• ROWS:
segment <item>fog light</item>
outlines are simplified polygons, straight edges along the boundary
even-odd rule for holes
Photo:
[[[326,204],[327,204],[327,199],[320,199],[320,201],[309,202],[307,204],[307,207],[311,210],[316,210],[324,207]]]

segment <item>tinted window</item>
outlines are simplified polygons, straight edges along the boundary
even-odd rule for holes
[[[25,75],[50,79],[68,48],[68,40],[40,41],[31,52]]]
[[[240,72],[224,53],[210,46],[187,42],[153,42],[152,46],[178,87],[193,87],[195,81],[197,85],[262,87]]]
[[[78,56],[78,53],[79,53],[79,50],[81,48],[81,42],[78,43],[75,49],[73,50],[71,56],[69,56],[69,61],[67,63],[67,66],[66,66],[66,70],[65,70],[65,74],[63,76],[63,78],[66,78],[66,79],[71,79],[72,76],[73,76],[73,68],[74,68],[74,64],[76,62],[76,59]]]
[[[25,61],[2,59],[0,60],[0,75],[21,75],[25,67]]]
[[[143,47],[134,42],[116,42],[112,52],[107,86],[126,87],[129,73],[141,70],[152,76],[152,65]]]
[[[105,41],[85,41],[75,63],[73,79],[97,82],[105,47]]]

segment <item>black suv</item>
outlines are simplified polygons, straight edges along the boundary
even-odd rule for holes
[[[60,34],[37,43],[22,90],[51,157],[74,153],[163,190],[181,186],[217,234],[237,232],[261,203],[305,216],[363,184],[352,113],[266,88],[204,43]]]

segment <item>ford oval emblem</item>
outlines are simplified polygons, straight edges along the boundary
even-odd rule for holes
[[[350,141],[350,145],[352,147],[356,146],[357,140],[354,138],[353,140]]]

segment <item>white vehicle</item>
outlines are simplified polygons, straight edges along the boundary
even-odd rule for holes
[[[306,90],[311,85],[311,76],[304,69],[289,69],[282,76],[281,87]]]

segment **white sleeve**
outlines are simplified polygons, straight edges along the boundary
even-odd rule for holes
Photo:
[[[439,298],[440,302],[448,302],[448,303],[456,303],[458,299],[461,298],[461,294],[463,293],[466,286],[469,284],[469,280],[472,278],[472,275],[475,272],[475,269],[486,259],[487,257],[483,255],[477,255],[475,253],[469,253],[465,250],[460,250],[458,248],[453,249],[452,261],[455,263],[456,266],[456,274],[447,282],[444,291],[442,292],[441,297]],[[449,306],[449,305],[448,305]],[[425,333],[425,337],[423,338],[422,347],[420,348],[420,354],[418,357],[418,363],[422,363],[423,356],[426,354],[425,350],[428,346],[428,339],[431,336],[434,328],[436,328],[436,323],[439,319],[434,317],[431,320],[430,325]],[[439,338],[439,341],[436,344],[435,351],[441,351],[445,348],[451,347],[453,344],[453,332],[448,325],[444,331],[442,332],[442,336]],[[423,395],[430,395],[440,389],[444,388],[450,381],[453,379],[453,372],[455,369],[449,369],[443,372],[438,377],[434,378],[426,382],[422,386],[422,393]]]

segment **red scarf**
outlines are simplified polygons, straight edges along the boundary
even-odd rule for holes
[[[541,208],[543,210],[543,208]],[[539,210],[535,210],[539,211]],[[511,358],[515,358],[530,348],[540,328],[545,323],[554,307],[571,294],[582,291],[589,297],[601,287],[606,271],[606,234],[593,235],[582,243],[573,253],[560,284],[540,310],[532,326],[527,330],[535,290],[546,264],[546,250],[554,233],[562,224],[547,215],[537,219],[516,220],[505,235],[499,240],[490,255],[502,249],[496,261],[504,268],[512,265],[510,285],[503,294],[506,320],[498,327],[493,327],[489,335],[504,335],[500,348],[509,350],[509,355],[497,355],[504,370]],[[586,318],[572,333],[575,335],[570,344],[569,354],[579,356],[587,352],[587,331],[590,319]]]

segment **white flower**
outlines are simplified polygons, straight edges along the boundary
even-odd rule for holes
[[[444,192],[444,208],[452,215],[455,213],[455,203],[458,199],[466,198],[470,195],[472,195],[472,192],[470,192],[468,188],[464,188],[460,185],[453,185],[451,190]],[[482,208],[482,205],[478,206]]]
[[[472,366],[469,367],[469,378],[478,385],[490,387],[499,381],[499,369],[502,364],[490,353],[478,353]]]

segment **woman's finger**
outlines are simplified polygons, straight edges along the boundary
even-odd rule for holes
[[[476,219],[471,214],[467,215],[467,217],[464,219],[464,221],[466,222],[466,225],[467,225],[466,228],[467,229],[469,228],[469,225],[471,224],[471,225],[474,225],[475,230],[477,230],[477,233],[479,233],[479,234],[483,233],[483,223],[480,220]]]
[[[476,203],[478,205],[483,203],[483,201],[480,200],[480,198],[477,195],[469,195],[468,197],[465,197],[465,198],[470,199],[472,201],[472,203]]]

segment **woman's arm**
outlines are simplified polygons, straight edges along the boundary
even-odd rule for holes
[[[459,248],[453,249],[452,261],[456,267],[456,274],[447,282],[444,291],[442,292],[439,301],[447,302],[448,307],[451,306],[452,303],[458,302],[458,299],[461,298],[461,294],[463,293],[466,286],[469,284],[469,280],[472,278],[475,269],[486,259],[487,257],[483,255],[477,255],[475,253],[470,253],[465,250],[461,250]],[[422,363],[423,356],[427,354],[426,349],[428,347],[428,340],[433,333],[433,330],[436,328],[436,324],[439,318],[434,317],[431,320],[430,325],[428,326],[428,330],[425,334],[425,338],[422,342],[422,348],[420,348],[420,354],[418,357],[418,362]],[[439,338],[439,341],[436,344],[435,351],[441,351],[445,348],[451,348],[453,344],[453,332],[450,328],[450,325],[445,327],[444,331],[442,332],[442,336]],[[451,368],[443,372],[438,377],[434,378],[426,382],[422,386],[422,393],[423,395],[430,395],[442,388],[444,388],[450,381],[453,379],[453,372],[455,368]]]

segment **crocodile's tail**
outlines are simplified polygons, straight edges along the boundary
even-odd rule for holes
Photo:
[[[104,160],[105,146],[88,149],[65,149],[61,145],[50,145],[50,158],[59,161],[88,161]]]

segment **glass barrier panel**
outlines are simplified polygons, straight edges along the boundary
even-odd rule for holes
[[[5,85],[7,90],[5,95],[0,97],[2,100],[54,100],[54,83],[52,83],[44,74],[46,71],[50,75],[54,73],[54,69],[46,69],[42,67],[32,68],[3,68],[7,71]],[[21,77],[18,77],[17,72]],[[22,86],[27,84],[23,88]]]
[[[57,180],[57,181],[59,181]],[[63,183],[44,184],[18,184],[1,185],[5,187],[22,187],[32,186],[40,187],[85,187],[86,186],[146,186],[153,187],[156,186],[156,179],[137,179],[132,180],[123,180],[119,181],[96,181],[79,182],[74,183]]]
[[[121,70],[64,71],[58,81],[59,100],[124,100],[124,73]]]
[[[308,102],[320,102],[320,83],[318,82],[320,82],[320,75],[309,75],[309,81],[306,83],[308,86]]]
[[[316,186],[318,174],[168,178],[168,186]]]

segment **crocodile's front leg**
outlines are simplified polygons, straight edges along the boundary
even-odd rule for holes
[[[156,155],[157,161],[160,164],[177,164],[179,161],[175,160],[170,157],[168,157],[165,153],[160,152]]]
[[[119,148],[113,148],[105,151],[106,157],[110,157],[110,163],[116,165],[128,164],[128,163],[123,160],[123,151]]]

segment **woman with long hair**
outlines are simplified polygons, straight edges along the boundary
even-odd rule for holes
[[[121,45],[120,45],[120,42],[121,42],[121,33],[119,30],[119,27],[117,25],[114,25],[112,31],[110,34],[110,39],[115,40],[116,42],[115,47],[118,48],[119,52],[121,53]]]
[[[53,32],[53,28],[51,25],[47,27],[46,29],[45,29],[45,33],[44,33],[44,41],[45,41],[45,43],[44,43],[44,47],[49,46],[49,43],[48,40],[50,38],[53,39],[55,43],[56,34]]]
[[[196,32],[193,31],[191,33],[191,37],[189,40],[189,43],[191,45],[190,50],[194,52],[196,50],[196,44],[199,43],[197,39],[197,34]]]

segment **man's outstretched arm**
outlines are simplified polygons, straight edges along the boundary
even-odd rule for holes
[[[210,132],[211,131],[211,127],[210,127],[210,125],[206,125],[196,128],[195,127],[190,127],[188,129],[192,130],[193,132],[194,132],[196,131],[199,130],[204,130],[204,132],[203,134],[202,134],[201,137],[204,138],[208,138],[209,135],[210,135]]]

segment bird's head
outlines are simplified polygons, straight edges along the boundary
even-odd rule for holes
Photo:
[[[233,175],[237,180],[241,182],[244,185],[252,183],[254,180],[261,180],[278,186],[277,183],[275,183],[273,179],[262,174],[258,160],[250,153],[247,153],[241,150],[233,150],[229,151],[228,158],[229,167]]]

• GIVEN TASK: Select and copy every line of the records that contains the word "crocodile".

• RESPONSE BELOW:
segment **crocodile's tail**
segment **crocodile's front leg**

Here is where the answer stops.